As businesses across the world seek to reduce technology costs by outsourcing, FPT Corp. Chairman Truong Gia Binh believes his company, and Vietnam, are perfectly placed to meet demand for computer scientists.
Mr. Binh says the company’s earnings from outsourcing have increased 31% annually over the past decade and the company sees room for further growth.
Overseas demand for Vietnam’s IT outsourcing remains robust due to rising costs in India and China. Vietnam’s IT workers are cheaper by two-thirds, Mr. Binh said, based on his company’s rates. Vietnam had a $2.4 billion market for software and content products in 2013, and a young population—70% of Vietnam is aged between 15 and 64, according to the Central Population and Housing Census in 2012.
In addition, Hanoi and Ho Chi Minh City are now ranked in the top 10 emerging-market cities with the most developed Internet infrastructure, so demand for IT and Internet products in the country is strong.
As the biggest IT company listed on the Hochiminh Stock Exchange, FPT, which has 17,420 employees, is determined to expand locally and overseas while forming new alliances with the world’s top tech companies. Mr. Binh spoke with The Wall Street Journal about the market’s potential, earnings and the homegrown Flappy Bird mobile game. Edited excerpts:
WSJ: What is the position of FPT in Vietnam as well as in other markets with more developed IT sectors?
Mr. Binh: FPT, a listed company not owned by the state [FPT is 6% state-owned], is the biggest IT company and the third-largest Internet Service Provider in Vietnam, behind state-owned Vietnam Post & Telecommunications and military-run Viettel Telecom.
As the leading IT company in Vietnam where the total revenue [of FPT] has grown 25% a year over the last decade, while earnings from IT outsourcing activities from overseas markets have soared more than 31% a year over the same period, FPT Corp. is seeing huge room for its growth, especially in the developed markets like Japan and the U.S.
For the first time, FPT Corp.’s software operations and exports hit $100 million last year, of which Japan accounted for 52%, the U.S. 27%, and Asia-Pacific countries 12%.
Vietnam has a 12% market share in [IT outsourcing] in Japan, behind China and above Indian companies, which have a 9% market share there. FPT saw a 32% rise in revenue in Japan last year, with 130 Japanese institutional clients.
The U.S. is currently our fastest-growing market, recording revenue growth of 62% in 2013. We first entered the U.S. in 2000 and now have five offices there. We have established relations with IBM, IBM -0.25% Microsoft, MSFT -0.38% SAP, SAP.XE -2.30% Oracle, ORCL -2.04% Cisco CSCO -0.84% and Apple AAPL -0.74% and have over 40 clients, most of them are in the list of Fortune 500.

● ● ● ● ● ● ●

■ STUDY QUESTIONS
- A) Translate this sentence from the FPT article into Spanish: "In addition, Hanoi and Ho Chi Minh City are now ranked in the top 10 emerging-market cities with the most developed Internet infrastructure, so demand for IT and Internet products in the country is strong."
- B) According to the FPT article, why does overseas demand for Vietnam's IT outsourcing remain robust? Answer in one to three sentences.
Rely solely on the FPT article for the work that comes next.

■ INFORMATION GIVEN
● ● ● ● ● ● ●

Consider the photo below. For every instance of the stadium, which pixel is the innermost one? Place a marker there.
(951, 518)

● ● ● ● ● ● ●

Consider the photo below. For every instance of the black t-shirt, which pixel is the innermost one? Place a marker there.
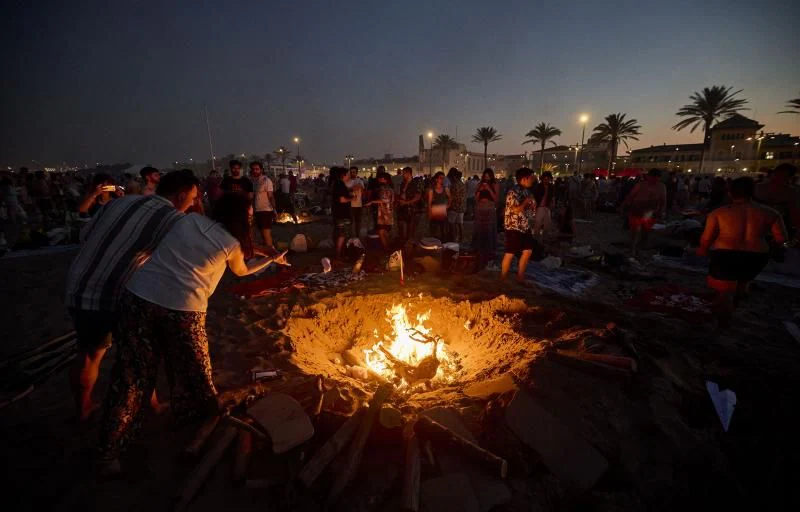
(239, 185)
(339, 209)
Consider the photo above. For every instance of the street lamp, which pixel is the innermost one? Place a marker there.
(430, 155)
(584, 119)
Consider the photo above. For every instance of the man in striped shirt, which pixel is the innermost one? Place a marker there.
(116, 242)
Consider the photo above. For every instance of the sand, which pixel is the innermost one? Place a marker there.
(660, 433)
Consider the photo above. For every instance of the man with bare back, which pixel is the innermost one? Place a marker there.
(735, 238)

● ● ● ● ● ● ●

■ SOLUTIONS TO THE TASKS
- A) Además, Hanói y Ciudad Ho Chi Minh figuran ahora entre las 10 principales ciudades de mercados emergentes con la infraestructura de Internet más desarrollada, por lo que la demanda de productos de TI e Internet en el país es fuerte.

- B) Overseas demand for Vietnam's IT outsourcing remains robust because costs are rising in India and China.